>> START Source extract
Control-M/EM and Control-M/Server High Availability with Oracle/MSSQL/External PostgreSQL

After you have installed a secondary Control-M (see High Availability Installation), the Control-M/EM or Control-M/Server Configuration Agent on the secondary host monitors the primary Control-M/EM or Control-M/Server based on defined intervals. If there is no response from the primary, you can fail over to the secondary in one of the following modes:

  • Automatic Failover: The secondary Configuration Agent automatically takes control and resumes production, when it detects that the primary Control-M/EM or Control-M/Server and its primary Configuration Agent has stopped unexpectedly.

  • Manual Failover: You can perform a manual failover at any time from the CCM if the manual failover option is enabled. After the failover is complete, the production runs on the secondary.

The following procedures describe how to manually fail over to a secondary host, pause Control-M/Server, fall back to a primary host, and set secondary to Primary:

If you attempt to manually start up components on the secondary when the primary is active, the components shut down automatically. This prevents both the primary and secondary from running components simultaneously.

For a description of configurable Control-M/EM High Availability system parameters, see Maintenance Parameters. For a description of configurable Control-M/Server High Availability system parameters, see High Availability Parameters.To receive notifications about Control-M/Server High Availability events, see Control-M/Server General Parameters. To receive notifications about Control-M/EM High Availability events, see Control-M/EM General Parameters.
>> END Source extract
Set of tasks »
1. Repeat the part of the high availability text that opens with the words containing "The following procedures" and closes with "running components simultaneously.", substituting "standby" for "secondary".
2. Answer these questions using the high availability text:
(a) From where can a manual failover be performed?
(b) What happens to components that are started manually on the secondary while the primary is active?
(c) Where are the configurable Control-M/EM High Availability system parameters described?
The material has nothing to do with this.
>> START Recorded information
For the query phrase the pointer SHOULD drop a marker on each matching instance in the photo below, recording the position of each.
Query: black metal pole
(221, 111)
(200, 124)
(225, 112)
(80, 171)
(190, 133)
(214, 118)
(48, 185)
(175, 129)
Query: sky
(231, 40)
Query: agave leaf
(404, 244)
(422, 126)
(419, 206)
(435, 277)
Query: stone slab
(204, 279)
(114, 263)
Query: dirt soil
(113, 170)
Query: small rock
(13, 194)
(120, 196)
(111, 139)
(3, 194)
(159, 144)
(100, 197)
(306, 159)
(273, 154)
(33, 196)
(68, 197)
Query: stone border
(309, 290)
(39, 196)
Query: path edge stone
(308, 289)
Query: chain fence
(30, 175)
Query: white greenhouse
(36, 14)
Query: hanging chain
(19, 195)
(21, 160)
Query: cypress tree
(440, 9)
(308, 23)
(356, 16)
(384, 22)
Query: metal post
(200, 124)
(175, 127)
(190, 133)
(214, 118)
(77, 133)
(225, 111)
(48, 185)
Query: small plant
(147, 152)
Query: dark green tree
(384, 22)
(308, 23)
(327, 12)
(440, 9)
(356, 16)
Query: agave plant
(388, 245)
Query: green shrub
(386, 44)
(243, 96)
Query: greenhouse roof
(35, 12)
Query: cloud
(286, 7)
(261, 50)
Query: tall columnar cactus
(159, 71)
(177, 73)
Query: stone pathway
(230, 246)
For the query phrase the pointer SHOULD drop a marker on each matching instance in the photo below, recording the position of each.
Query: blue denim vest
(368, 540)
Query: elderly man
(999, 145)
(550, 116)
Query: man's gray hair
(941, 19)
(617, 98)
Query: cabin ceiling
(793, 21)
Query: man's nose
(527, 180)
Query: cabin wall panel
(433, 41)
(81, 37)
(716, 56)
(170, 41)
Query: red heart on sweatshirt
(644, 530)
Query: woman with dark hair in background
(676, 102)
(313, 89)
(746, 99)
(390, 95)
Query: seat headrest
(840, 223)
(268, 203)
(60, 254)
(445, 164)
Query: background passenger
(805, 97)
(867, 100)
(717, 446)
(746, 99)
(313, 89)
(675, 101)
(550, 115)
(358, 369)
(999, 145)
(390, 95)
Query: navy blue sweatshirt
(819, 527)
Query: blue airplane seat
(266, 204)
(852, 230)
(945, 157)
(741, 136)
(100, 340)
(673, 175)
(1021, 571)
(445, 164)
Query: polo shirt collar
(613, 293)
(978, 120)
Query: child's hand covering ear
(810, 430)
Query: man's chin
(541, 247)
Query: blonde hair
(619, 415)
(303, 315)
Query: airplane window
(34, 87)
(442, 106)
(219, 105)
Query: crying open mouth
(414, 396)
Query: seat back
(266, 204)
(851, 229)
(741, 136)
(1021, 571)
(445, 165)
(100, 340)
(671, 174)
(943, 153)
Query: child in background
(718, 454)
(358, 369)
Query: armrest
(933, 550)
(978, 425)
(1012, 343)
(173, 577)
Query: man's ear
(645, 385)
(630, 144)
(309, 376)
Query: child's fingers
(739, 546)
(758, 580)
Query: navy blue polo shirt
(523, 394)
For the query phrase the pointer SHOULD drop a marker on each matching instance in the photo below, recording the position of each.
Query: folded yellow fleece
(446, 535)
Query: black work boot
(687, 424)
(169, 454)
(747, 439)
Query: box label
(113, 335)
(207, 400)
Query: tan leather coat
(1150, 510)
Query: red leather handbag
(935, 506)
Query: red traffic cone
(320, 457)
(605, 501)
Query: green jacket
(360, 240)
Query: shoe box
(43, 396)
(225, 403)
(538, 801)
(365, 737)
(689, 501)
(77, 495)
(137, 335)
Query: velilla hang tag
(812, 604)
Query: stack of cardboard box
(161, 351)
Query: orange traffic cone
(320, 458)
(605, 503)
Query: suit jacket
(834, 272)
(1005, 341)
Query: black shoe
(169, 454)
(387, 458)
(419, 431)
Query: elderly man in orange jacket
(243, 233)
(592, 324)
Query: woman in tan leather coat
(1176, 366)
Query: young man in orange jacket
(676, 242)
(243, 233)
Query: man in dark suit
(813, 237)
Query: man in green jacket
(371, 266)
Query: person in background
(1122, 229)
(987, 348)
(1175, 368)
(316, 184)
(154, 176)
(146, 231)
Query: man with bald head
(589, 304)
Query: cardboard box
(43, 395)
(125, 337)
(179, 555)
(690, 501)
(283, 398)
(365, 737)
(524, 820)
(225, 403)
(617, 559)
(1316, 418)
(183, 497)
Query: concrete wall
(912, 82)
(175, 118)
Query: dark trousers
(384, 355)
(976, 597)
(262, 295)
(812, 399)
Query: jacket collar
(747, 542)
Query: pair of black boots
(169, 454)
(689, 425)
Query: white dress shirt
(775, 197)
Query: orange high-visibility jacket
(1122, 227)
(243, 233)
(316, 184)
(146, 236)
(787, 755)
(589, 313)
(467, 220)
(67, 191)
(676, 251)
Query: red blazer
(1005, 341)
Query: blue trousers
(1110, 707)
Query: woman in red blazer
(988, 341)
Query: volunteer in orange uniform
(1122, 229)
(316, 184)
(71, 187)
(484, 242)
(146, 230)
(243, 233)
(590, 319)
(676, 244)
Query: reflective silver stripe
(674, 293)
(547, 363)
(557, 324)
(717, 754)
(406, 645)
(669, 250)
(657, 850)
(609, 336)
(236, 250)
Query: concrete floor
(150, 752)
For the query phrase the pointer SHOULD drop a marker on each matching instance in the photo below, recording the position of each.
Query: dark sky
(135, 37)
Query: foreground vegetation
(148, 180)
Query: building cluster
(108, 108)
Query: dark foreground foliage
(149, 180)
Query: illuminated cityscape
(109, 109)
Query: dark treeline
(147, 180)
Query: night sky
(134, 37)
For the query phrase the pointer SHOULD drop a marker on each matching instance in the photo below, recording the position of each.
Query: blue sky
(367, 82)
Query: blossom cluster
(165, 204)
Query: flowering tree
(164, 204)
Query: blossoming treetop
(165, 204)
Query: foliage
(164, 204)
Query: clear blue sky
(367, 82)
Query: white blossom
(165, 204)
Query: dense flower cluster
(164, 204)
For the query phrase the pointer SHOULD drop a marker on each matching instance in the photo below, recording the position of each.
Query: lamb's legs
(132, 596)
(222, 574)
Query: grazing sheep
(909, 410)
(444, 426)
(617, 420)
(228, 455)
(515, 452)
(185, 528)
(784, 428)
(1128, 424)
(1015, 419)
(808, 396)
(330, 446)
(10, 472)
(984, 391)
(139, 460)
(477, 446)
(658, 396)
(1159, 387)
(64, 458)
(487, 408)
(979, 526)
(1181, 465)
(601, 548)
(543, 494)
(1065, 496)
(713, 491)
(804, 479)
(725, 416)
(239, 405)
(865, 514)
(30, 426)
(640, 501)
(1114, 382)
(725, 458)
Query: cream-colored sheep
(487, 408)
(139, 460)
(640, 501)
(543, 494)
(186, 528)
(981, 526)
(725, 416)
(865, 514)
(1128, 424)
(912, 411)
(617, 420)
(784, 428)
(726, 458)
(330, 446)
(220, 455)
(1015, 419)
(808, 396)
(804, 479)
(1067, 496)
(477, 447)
>> END Recorded information
Problem solutions »
1.
The following procedures describe how to manually fail over to a standby host, pause Control-M/Server, fall back to a primary host, and set standby to Primary:

If you attempt to manually start up components on the standby when the primary is active, the components shut down automatically. This prevents both the primary and standby from running components simultaneously.

2.
(a) From the CCM, if the manual failover option is enabled.
(b) They shut down automatically.
(c) In Maintenance Parameters.